DOCUMENT EXCERPT: Begin

Friedrich Wilhelm Ludwig von Wittich was a Prussian lieutenant general and a member of the Reichstag.

==Biography==
He was the son of the later Prussian Major General Karl August von Wittich (1772–1831) and his wife Christiane Johanna Friederike Elisabeth, née von Redern (1780–1842).

Von Wittich received his education in the cadet corps and joined the Prussian Army in 1835 as a second lieutenant. In 1844 he became an adjutant on the staff of the 2nd Division and in 1852 of the V Corps staff. Promoted to major in 1857, he was transferred to the staff of the 9th Division and in 1861 back to the V Corps. On October 18 he was promoted to lieutenant colonel.

In 1863 von Wittich became Chief of Staff of the II Corps and in 1864 of the IV Corps. As the latter, with the rank of colonel, he distinguished himself in the Austro-Prussian War and received the prestigious Pour le Mérite for his services. On March 22, 1868 he became major general and commander of the 49th (1st Grand Ducal Hessian) Infantry Brigade. He led his unit during the Franco-Prussian War in the battles of Vionville, Gravelotte and Noisseville. On September 22, 1870, he was appointed commander of the 22nd Division (German Empire)22nd Division. With his division he participated in the arduous and long operations along the Loire and against Le Mans from October 1870 to January 1871. In the course of these battles he fought under General von der Tann on October 10 in the Battle of Artenay, on the 11th at Orléans and on the 18th in the assault on Châteaudun. On October 21 he occupied Chartres and then fought under the Grand Duke of Mecklenburg-Schwerin on December 2 at the Battle of Loigny–Poupry, on 3 and 4 again at Orléans, from 8 to 10 at Battle of Beaugency. Before the turn of the year he received the oak leaves to the Pour le Merite. He also contributed significantly to the victories in the Battle of Le Mans (January 10 to 12) and at Alençon (January 15).

Afterwards, on August 18, 1871, von Wittich was promoted to lieutenant general. On March 18, 1872, he was appointed commander of the 31st Division in Strasbourg. He retired from service in April 1873. In 1889 the 83rd (3rd Kurhessian) Infantry Regiment "von Wittich" was named after him in his honor.

From 1879 to 1881 von Wittich was a member of the German Reichstag for the German Conservative Party and the Landsberg constituency.

He married Johanna Albertine Luise Anna Hiller von Gaertringen on June 16, 1863 (* October 21, 1833). She was the widow of Anton von Bredelow (1818–1861) and daughter of Chamberlain Rudolf Hiller von Gaertringen († October 27, 1866) and Sophie von Motz. The later MP Hans Joachim von Brederlow was his stepson.

DOCUMENT EXCERPT: End
RECORDS: Begin

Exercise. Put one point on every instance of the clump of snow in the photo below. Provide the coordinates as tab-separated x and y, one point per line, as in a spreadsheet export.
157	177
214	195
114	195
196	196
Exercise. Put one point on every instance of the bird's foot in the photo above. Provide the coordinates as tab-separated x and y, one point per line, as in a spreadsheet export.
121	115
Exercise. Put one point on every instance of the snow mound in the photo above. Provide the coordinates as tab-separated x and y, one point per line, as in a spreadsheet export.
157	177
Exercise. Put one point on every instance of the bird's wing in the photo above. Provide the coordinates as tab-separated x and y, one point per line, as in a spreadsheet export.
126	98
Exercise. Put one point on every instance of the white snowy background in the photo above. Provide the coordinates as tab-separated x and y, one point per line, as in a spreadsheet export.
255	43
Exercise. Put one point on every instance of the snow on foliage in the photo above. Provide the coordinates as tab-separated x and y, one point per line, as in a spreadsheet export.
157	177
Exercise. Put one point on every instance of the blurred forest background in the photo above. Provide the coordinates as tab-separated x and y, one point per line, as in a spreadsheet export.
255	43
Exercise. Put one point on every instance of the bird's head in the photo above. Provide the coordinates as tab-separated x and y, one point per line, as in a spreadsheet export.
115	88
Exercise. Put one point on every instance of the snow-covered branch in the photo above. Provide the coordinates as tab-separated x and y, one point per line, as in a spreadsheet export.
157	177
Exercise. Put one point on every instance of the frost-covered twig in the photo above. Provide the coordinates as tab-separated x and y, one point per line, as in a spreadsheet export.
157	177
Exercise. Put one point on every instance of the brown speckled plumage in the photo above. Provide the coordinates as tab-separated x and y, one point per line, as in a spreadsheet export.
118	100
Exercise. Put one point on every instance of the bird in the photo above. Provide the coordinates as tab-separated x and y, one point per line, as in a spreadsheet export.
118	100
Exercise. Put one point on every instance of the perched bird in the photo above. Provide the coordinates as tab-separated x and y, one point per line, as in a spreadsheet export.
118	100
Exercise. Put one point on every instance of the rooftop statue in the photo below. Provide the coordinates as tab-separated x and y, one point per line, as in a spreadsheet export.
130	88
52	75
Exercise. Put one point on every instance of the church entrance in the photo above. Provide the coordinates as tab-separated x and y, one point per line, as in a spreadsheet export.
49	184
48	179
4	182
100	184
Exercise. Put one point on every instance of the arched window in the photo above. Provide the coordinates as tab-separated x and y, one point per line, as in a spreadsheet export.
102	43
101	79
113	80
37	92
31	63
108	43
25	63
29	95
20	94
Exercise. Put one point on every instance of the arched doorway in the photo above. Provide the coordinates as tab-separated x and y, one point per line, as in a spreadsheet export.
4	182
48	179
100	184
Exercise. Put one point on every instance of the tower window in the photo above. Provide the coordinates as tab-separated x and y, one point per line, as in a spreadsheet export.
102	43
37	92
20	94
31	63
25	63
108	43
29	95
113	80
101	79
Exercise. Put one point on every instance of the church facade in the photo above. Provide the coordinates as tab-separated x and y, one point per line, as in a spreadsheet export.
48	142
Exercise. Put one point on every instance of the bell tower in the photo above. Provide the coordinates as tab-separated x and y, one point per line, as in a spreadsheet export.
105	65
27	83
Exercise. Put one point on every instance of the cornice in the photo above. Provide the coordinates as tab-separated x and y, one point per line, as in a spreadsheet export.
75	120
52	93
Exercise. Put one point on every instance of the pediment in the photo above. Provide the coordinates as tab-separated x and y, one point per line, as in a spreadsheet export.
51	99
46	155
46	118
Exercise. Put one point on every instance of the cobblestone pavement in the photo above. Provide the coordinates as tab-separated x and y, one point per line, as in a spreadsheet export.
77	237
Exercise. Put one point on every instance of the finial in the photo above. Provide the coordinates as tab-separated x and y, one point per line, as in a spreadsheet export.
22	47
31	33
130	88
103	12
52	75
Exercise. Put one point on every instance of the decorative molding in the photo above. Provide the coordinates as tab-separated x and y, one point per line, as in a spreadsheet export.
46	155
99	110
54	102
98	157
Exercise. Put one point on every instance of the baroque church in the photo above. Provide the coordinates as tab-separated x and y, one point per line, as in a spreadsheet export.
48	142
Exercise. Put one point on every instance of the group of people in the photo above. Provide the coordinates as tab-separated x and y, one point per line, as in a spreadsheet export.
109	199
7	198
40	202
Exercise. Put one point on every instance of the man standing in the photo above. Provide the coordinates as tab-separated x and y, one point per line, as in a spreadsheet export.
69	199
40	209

RECORDS: End

◆ **WHAT IS BEING ASKED**
In the biography of Friedrich Wilhelm Ludwig von Wittich, in which city did he take command of the 31st Division in 1872?

◆ **REPLY**
Strasbourg